Brano fornito →
——————
Quante volte ci accorgiamo che i problemi nella relazione con le persone spesso nascono da fraintendimenti, comunicazione approssimativa e da poca chiarezza? Alle volte pensiamo di esserci spiegati eppure incontriamo perplessità e il dialogo diventa difficile.
In Madame Bovary Flaubert, in poche righe magistrali, scrive:
“perché nessuno mai riesce a dare l’esatta misura di ciò che pensa, di ciò che soffre, della necessità che lo incalza e la parola umana è come una pentola rotta su cui andiamo battendo melodie da far ballare gli orsi mentre vorremmo intenerire le stelle.”
Quando si parla di linguaggio immediatamente si pensa a quello tradizionale come strumento efficace, tralasciando l’importanza di tutto quello che fa parte di un linguaggio non verbale, come il tono di voce, o la posizione del corpo, le espressioni del volto e (soprattutto in Italia) del gesto.
——————
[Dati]
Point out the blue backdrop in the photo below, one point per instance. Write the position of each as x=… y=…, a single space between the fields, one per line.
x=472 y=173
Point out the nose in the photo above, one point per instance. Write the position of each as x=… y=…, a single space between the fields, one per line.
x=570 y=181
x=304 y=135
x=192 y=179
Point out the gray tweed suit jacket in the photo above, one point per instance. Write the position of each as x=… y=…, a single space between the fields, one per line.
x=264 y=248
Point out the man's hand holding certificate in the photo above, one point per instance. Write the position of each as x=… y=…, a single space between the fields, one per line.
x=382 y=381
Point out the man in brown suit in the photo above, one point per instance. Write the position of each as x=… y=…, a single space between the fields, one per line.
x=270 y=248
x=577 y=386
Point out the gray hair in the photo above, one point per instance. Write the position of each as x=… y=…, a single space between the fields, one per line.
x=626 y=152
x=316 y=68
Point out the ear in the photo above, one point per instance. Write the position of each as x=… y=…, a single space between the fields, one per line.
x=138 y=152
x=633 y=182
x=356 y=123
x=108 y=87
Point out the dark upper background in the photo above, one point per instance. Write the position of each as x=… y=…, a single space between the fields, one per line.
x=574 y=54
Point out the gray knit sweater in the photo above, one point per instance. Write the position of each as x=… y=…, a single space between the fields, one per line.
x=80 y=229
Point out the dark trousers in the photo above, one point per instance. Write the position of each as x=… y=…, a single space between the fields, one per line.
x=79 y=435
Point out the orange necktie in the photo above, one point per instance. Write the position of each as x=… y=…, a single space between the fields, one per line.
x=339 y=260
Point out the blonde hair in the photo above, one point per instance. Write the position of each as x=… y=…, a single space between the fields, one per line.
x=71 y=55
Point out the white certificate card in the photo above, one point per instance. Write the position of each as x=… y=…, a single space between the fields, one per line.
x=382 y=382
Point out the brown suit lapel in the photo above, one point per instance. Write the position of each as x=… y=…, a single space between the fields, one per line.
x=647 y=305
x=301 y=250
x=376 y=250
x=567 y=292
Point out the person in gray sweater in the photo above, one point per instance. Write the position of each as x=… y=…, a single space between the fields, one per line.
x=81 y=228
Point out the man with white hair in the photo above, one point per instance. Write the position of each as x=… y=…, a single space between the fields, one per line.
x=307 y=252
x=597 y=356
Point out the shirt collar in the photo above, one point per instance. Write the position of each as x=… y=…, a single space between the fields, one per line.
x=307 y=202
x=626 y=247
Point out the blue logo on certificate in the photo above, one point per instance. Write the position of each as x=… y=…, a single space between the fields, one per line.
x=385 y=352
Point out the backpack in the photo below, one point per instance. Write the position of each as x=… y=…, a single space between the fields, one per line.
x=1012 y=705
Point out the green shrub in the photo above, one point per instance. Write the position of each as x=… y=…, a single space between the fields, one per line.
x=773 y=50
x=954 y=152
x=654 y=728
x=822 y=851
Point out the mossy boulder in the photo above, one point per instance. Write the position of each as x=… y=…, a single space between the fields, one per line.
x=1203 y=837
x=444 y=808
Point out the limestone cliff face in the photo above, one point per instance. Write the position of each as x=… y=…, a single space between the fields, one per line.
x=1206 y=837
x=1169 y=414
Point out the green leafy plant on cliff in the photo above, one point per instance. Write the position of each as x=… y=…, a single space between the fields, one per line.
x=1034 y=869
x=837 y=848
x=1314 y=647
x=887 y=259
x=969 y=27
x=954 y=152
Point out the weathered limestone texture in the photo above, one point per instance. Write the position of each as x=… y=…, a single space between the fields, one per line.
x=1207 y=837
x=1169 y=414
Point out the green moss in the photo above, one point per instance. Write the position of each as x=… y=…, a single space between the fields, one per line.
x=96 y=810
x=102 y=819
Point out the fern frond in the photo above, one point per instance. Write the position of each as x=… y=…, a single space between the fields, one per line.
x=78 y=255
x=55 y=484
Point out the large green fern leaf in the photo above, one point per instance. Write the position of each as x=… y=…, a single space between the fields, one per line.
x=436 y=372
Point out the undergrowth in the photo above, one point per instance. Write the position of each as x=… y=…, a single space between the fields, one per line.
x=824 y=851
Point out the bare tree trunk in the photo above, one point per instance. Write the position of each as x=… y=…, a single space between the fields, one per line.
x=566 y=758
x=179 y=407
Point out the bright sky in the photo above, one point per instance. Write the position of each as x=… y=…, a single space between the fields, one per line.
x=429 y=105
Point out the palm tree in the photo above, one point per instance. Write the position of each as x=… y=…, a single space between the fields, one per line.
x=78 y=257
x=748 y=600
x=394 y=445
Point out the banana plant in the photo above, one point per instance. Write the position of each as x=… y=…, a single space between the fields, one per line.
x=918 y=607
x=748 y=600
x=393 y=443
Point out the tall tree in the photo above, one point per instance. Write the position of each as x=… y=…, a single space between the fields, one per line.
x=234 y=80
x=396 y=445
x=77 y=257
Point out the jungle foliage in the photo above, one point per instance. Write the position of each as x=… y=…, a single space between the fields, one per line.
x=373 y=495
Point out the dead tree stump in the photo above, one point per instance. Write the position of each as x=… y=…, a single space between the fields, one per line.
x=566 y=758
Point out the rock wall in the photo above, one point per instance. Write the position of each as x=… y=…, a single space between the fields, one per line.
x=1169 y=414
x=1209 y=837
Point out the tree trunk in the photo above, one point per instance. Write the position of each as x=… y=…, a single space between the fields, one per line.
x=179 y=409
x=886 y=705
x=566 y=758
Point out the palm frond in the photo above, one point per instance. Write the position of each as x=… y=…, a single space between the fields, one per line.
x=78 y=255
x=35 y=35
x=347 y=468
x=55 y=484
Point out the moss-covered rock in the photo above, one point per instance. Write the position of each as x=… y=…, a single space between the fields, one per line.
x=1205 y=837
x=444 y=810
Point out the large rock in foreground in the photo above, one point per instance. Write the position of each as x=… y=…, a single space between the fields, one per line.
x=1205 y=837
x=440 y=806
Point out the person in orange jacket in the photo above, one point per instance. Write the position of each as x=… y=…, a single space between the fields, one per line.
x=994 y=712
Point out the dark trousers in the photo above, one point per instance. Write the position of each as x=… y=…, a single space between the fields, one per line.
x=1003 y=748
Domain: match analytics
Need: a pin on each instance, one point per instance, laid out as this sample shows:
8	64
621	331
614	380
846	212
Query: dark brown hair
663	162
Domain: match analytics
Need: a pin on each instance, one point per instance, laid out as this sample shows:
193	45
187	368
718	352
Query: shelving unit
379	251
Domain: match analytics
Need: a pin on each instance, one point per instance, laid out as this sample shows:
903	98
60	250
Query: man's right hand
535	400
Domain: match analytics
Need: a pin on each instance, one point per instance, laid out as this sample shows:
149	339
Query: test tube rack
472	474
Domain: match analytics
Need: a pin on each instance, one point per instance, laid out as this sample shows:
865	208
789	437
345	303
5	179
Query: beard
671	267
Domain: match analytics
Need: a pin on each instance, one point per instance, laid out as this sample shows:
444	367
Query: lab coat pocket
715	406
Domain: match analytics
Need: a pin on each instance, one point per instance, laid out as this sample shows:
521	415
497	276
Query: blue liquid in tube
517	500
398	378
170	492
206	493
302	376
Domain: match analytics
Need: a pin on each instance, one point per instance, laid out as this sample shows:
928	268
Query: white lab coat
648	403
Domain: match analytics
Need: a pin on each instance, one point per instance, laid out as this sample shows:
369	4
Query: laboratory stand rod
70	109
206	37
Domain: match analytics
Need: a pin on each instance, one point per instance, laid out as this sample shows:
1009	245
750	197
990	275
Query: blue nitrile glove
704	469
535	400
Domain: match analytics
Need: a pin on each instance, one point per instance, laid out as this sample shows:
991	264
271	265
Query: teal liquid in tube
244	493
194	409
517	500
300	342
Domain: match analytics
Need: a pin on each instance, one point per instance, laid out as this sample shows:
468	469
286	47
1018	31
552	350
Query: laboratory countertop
——————
Scrivi il seguito del brano sulla comunicazione tra le persone e sul linguaggio non verbale, partendo subito dopo la sua ultima frase.

Lo psicologo statunitense Albert Mehrabian ha osservato che in una normale comunicazione, la ricezione del messaggio (efficacia comunicativa) è data solo per il 7% dalle parole, per il 38% dai toni di voce e per il 55% dal Linguaggio non verbale.
Ne deve essere stato convinto anche Bruno Munari che negli anni ‘60 ha raccolto, fotografandoli, cinquanta gesti di uso nazionale e integrati da altri paesi e che possono essere considerati un supplemento al dizionario italiano.
Una mostra alla Libreria Ex-temporanea 121+ di Milano espone questa eccentrica raccolta di fotografie, accompagnate da didascalie esplicative.
Ne abbiamo riconosciuti la maggior parte e questo ci conferma quanto, infondo, il linguaggio dei segni pur con qualche variazione, rimanga una certezza che si tramanda!
Qui sotto alcuni di essi: Che vuoi?
le estremità delle cinque dita si riuniscono rapidamente e formano un cono col vertice in alto. La mano può restare ferma o essere scossa più o meno velocemente, secondo che la domanda sia fatta con gentilezza o con impazienza. Molto usato a Napoli.
Che peso!
La mano batte lentamente e ritmicamente sul petto e dà l’immagine di qualcosa che sta sullo stomaco. Il gesto indica noia, stanchezza per qualcosa che si sopporta a fatica.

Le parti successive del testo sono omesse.